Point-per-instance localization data
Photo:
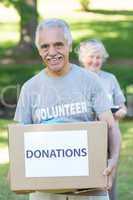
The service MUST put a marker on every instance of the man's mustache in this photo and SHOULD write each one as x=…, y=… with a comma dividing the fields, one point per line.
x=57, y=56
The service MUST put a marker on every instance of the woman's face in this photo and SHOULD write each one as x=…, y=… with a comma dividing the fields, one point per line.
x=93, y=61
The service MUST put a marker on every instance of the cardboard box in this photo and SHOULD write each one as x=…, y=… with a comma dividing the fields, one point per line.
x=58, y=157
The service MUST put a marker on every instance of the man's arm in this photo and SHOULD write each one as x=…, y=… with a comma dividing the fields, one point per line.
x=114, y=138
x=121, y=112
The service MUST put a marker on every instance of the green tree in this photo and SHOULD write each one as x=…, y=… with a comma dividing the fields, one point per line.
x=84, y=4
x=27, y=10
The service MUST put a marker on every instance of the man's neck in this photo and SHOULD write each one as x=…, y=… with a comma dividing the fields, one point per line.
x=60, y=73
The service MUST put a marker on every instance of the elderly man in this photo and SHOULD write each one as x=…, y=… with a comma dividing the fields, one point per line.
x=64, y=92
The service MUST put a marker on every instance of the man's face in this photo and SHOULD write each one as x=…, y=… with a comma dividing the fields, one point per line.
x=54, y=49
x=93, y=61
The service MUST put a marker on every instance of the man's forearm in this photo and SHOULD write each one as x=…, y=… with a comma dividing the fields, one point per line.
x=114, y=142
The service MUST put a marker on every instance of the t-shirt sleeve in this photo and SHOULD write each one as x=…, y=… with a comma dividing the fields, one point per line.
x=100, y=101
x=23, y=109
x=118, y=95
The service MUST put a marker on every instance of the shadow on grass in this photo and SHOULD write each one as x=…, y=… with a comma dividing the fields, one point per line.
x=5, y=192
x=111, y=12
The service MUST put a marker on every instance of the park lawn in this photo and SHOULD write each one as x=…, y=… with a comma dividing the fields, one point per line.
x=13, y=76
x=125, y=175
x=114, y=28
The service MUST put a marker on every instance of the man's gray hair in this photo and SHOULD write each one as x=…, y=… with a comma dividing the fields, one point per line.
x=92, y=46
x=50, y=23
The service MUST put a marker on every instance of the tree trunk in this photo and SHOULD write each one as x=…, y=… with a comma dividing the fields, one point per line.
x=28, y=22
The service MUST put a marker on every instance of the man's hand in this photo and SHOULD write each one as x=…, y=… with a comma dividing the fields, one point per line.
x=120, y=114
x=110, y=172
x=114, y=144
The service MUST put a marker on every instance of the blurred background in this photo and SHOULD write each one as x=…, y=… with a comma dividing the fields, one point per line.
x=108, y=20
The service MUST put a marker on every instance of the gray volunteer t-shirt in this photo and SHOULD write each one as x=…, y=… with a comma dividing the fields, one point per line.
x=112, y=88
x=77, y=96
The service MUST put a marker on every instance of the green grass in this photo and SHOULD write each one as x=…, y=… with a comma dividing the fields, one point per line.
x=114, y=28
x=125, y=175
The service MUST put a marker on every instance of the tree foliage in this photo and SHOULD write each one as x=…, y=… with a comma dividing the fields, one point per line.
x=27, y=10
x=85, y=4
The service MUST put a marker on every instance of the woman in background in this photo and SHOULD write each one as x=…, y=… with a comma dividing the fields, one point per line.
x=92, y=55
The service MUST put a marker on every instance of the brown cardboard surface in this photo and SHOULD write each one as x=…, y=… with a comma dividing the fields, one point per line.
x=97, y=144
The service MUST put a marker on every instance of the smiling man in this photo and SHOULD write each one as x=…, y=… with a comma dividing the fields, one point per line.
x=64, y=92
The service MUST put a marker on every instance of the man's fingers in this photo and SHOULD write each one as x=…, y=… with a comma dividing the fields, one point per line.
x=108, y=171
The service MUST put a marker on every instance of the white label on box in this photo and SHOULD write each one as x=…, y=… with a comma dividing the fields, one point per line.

_What you have to do_
Omit the pictures and copy the records above exactly.

_Problem solution_
Photo:
The service MUST put a marker on every instance of the man's mustache in this photo and SHOULD write each one as x=…, y=… with a comma dividing the fields, one point per line.
x=57, y=56
The service MUST put a marker on every instance of the woman's face in this photo and SHOULD write each one as x=…, y=… with a comma dividing the fields, one point per line.
x=93, y=61
The service MUST put a marker on every instance of the cardboard box in this photo and SHOULD write each one as x=…, y=… with a comma dividing the fields, one point per line.
x=58, y=157
The service MUST put a marker on every instance of the man's arm in this photo and SHOULD write each one as x=…, y=… with a comma dividing the fields, one point per line.
x=114, y=138
x=121, y=112
The service MUST put a marker on every instance of the green tree in this photo and SHOULD write each one as x=…, y=… with a comma dividing the fields, one point per line.
x=84, y=4
x=27, y=10
The service MUST put a marker on every instance of the man's neck in this photo and SHOULD write each one as x=…, y=… with a comma dividing the fields, one point per line.
x=60, y=73
The service MUST put a marker on every instance of the elderly man in this photo and SHOULD write each one as x=…, y=… with a comma dividing the fields, one point per line.
x=64, y=92
The service MUST put a marker on every instance of the man's face in this photo and SHOULD write each one as x=…, y=… with a comma dividing the fields, one point per line.
x=54, y=49
x=93, y=61
The service MUST put a marker on every instance of the man's forearm in this photo and SHOULD write each one as x=…, y=… with a comma dividing the fields, one point per line.
x=114, y=142
The service MUST put a marker on every instance of the t-shirt sleeve in this photo and SHOULD write each one as x=…, y=… with a comma dividing the fields, one point per line.
x=100, y=101
x=23, y=109
x=118, y=95
The service MUST put a marker on every instance of the shadow on grass in this photo and SHOULD write each one as x=…, y=… with a comma dividing the fields, one point per line.
x=5, y=192
x=111, y=12
The service MUST put a marker on every instance of the park lawn in this photo and SHOULD write each one as x=…, y=… with a comma dividing the fields, one point per line.
x=13, y=76
x=125, y=175
x=114, y=28
The service MUST put a marker on every instance of the man's gray hair in this photo and SHOULD write each one as x=…, y=… with a comma dividing the fields, one point per line.
x=92, y=46
x=50, y=23
The service MUST put a marker on every instance of the tree trunk in this photo and SHOULD write each one as x=…, y=… with a comma dividing the fields, one point per line.
x=28, y=22
The service MUST put a marker on every instance of the man's hand in this photo and SHOULD write each one as x=…, y=… with a comma dividing the fields, one point per line.
x=120, y=114
x=110, y=172
x=114, y=144
The service MUST put a marker on every instance of the blurred background in this photo and SHOULD write each one as x=…, y=… with a comma dividing the fields, one point per line.
x=108, y=20
The service MUST put a marker on every instance of the gray volunteer t-shirt in this photo and SHOULD write each one as x=…, y=… with a comma dividing the fields, one point per line.
x=112, y=88
x=77, y=96
The service MUST put a marker on every instance of the green grass in this photo and SHOULD write each one as x=…, y=… with a comma dividing the fields, one point per line.
x=114, y=28
x=125, y=175
The service MUST put a marker on every instance of the tree foliage in this photo and SHOULD write each one as x=…, y=… with a comma dividing the fields, one point per line.
x=27, y=10
x=85, y=4
The service MUST put a marker on every instance of the woman in background in this photo and SHOULD write each one as x=…, y=… with a comma dividing the fields, one point per line.
x=92, y=55
The service MUST put a marker on every instance of the brown cardboard surface in this photo and SHOULD write each one as x=…, y=… with a comma dividing the fields, one point per line.
x=97, y=144
The service MUST put a marker on every instance of the smiling man in this photo and SHOULD write each one as x=…, y=… with a comma dividing the fields, one point per line.
x=64, y=92
The service MUST put a marker on every instance of the man's fingers in this photo and SHOULD write each one as x=…, y=… with a comma dividing the fields, one point per line.
x=108, y=171
The service MUST put a marker on every instance of the white label on box in this photo and SHOULD write each one as x=…, y=… with a comma dividing the fields, one point per line.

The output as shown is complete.